*正文:*
-------------------------
NVIDIA logo

独显核显共存

多数主板的默认设置中,如果监测到独立显卡就会自动屏蔽集成显卡,下列操作会让系统在检测到独显的同时使用核显。

  1. 开机后按 Del 键进入 BIOS -- Advanced -- System Agent (SA) Configuration(北桥)

  2. 进入Graphics Configuration(显示设置)

  3. 找到集成显卡相关的设置(如 iGPU、iGPUx 等字样),设置为启用(默认为 auto ),Primary Display(首选显卡)应设置为核显,将独显仅用作计算卡

驱动安装

飞牛应用商店安装

飞牛的软件商店中提供了 NVIDIA 显卡的驱动,但版本只是 560.28 (截至2025/4/30)。

驱动卸载

sudo apt purge nvidia-*  # 删除所有NVIDIA驱动包及配置文件
sudo apt autoremove      # 清理不再需要的依赖项
sudo /usr/bin/nvidia-uninstall  # 路径可能因安装方式不同而变化
sudo rmmod nvidia_drm nvidia_modeset nvidia  # 强制移除已加载的模块
sudo rm -f /etc/X11/xorg.conf              # Xorg主配置文件
sudo rm -rf /etc/X11/xorg.conf.d/10-nvidia*.conf  # 相关子配置
sudo rm /lib/modprobe.d/nvidia-installer-disable-nouveau.conf  # Nouveau黑名单
sudo update-initramfs -u                   # 更新initramfs以应用变更
# 防止系统自动加载开源Nouveau驱动
sudo echo "blacklist nouveau" >> /etc/modprobe.d/blacklist.conf
sudo echo "options nouveau modeset=0" >> /etc/modprobe.d/blacklist.conf
sudo update-initramfs -u

重启系统并验证 reboot

检查内核模块状态

lsmod | grep nvidia  # 应无输出

检查 APT 包列表

apt list --installed | grep nvidia  # 应无相关包

检查 nvidia-smi 命令应无输出

Debug:依赖错误且安装该依赖时无法覆盖文件

The following packages have unmet dependencies: libegl-nvidia0 :
Depends: libnvidia-egl-wayland1 but it is not going to be installed nvidia-egl-icd :
Depends: nvidia-egl-common but it is not going to be installed nvidia-kernel-support :
Depends: nvidia-modprobe (>= 535) but it is not going to be installed
E: Unmet dependencies. Try 'apt --fix-broken install' with no packages (or specify a solution).

强制覆盖安装,安装写入后继续卸载即可:

sudo dpkg -i --force-overwrite /var/cache/apt/archives/nvidia-egl-common_535.216.01-1~deb12u1_amd64.deb \
/var/cache/apt/archives/libnvidia-egl-wayland1_1%3a1.1.10-1_amd64.deb \
/var/cache/apt/archives/nvidia-modprobe_535.161.07-1~deb12u1_amd64.deb

run 手动安装

  1. 安装必要依赖(安装文档位于驱动下载页面的下方)

apt-get update   #更新软件列表
apt-get install -y gcc
  1. 驱动下载

    1. 前往 NVIDIA 官网下载驱动:https://www.nvidia.cn/geforce/drivers/,选择 Linux 系统的生产分支版本

    2. 将 .run 文件上传到 飞牛OS 上。
-------------------------
*记录展示:*
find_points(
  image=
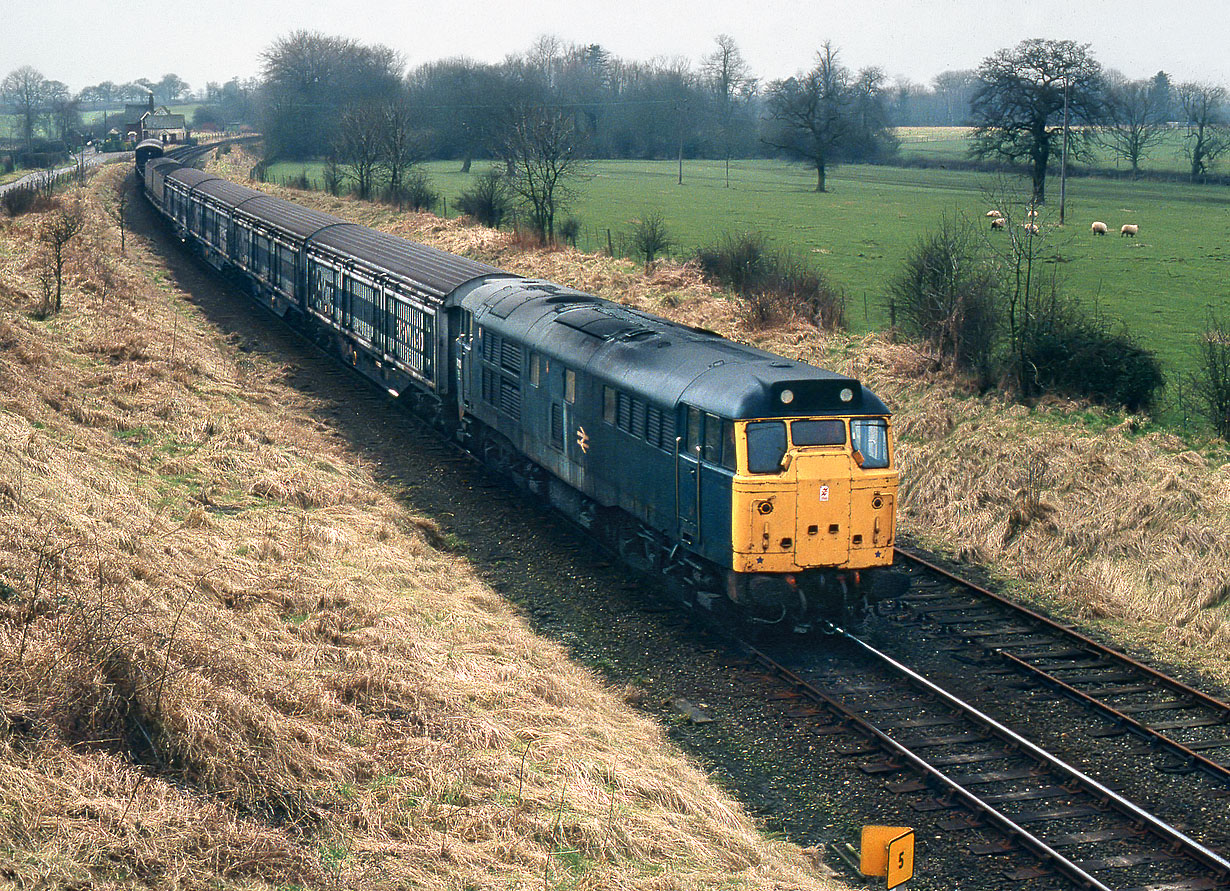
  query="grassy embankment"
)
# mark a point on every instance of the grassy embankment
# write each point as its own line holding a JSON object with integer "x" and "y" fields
-------------------------
*任务要求:*
1. 依据正文,说明为何要在 BIOS 中对集成显卡和首选显卡进行设置,限一至三句。
2. 请照原文输出正文中自"sudo dpkg -i"起至"1. 安装必要依赖(安装文档位于驱动下载页面的下方)"止的部分,首尾两处均须包含在内。

*各题解答:*
1. 多数主板的默认设置是一旦监测到独立显卡,就自动屏蔽集成显卡。在 BIOS 中启用集成显卡并将首选显卡设为核显,可使系统在检测到独显的同时继续使用核显,而独显仅用作计算卡。

2.
sudo dpkg -i --force-overwrite /var/cache/apt/archives/nvidia-egl-common_535.216.01-1~deb12u1_amd64.deb \
/var/cache/apt/archives/libnvidia-egl-wayland1_1%3a1.1.10-1_amd64.deb \
/var/cache/apt/archives/nvidia-modprobe_535.161.07-1~deb12u1_amd64.deb

run 手动安装

  1. 安装必要依赖(安装文档位于驱动下载页面的下方)